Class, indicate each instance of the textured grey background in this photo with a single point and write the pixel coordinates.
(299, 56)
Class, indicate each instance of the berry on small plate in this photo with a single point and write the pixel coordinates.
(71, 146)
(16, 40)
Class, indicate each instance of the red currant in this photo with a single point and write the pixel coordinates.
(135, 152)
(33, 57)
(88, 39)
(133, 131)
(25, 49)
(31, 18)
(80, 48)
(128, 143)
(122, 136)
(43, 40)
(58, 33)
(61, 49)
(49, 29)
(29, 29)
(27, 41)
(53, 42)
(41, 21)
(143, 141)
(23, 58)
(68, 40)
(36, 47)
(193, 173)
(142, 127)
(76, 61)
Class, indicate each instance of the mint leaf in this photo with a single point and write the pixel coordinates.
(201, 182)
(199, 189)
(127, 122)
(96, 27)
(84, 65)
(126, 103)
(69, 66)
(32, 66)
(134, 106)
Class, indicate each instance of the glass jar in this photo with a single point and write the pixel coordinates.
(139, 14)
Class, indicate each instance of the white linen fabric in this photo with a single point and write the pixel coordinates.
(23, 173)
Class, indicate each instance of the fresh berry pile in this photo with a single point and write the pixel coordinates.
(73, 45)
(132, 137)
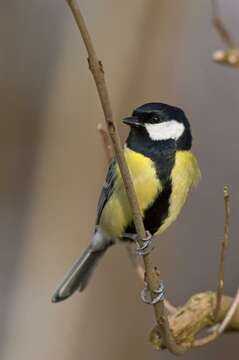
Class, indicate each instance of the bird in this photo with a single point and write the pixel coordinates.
(163, 170)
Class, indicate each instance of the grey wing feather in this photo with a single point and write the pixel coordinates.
(107, 190)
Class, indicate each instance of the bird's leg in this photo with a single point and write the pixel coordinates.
(159, 295)
(147, 246)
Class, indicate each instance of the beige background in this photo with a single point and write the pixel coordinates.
(53, 165)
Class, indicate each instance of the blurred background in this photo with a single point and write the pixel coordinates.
(53, 166)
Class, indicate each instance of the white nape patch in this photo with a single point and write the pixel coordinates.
(166, 130)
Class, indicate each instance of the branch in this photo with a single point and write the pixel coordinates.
(231, 55)
(196, 315)
(152, 275)
(220, 26)
(224, 246)
(106, 143)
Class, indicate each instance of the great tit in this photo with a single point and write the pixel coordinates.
(163, 170)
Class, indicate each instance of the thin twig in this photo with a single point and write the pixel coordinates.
(152, 274)
(224, 246)
(106, 143)
(220, 26)
(230, 314)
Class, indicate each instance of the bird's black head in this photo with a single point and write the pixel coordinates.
(161, 123)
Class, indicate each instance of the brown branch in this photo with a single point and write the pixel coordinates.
(219, 329)
(224, 246)
(220, 26)
(152, 275)
(141, 275)
(196, 315)
(106, 143)
(229, 56)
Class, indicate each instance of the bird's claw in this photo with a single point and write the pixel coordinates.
(159, 295)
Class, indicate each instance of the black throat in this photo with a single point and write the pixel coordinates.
(162, 153)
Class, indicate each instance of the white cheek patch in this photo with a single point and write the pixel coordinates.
(166, 130)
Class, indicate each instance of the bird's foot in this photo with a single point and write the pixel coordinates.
(158, 295)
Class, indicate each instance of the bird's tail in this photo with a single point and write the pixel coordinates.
(79, 274)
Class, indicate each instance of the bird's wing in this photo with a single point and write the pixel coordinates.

PROBLEM TO WORK ON: Print all of the entries word for word. Omit the pictures they contain.

RIGHT ANSWER:
Class, indicate each instance of the textured grey background in this photo with a single point and write the pixel coordinates.
(299, 56)
Class, indicate each instance of the berry on small plate in this photo with a single point and write the pixel coordinates.
(71, 146)
(16, 40)
Class, indicate each instance of the red currant in this photo with a single point and write the pixel coordinates.
(135, 152)
(33, 57)
(88, 39)
(133, 131)
(25, 49)
(31, 18)
(80, 48)
(128, 143)
(122, 136)
(43, 40)
(58, 33)
(61, 49)
(49, 29)
(29, 29)
(27, 41)
(53, 42)
(41, 21)
(143, 141)
(23, 58)
(68, 40)
(36, 47)
(193, 173)
(142, 127)
(76, 61)
Class, indicate each instance of the mint leaf in this photo with a single point and write the pixel coordinates.
(201, 182)
(199, 189)
(127, 122)
(96, 27)
(84, 65)
(126, 103)
(69, 66)
(32, 66)
(134, 106)
Class, indicate each instance of the glass jar in this photo with a single point and write the pixel coordinates.
(139, 14)
Class, indicate each instance of the white linen fabric in this photo with a single point and write the pixel coordinates.
(23, 173)
Class, indicate each instance of the fresh berry pile in this photo with a single point and write the pixel coordinates.
(73, 45)
(132, 137)
Class, indicate each instance of the bird in this photo with a single point and write the pixel coordinates.
(163, 170)
Class, indicate each instance of the grey wing feather in this photo with a single point and write the pixel coordinates.
(107, 190)
Class, indicate each instance of the bird's leg in this photo with a single point and write the pixel coordinates.
(159, 295)
(147, 246)
Class, indicate each instance of the beige background in this photo with a single point and write the pixel coordinates.
(53, 165)
Class, indicate each instance of the blurred background in this photo with a single point and write the pixel coordinates.
(53, 166)
Class, indicate each instance of the white nape patch in this photo with a single point and write the pixel coordinates.
(166, 130)
Class, indicate each instance of the branch in this photo with a single point and write the pixel coordinates.
(231, 55)
(196, 315)
(152, 275)
(220, 26)
(224, 246)
(106, 143)
Class, indicate each instance of the great tit in this photo with a single point and write the pixel coordinates.
(163, 170)
Class, indicate each instance of the thin twig in this photo with a single point and write the pixel coordinates.
(152, 274)
(224, 246)
(106, 143)
(220, 26)
(230, 314)
Class, indicate each instance of the bird's black head in this photo with a single point and write the pixel coordinates.
(161, 123)
Class, indicate each instance of the brown branch in this photo with a single point and write the pixel coordinates.
(219, 329)
(224, 246)
(220, 26)
(152, 275)
(141, 275)
(196, 315)
(106, 143)
(229, 56)
Class, indicate each instance of the bird's claw in this photo with a single point and write the pixel coordinates.
(159, 295)
Class, indicate each instance of the black throat in this photo with a single point and write the pixel coordinates.
(162, 153)
Class, indicate each instance of the white cheek patch in this photo with a single point and write the pixel coordinates.
(166, 130)
Class, indicate each instance of the bird's foot in this photo with a single point and write the pixel coordinates.
(158, 295)
Class, indicate each instance of the bird's tail in this photo with a single point and write the pixel coordinates.
(79, 274)
Class, indicate each instance of the bird's wing in this photo with a single point and write the pixel coordinates.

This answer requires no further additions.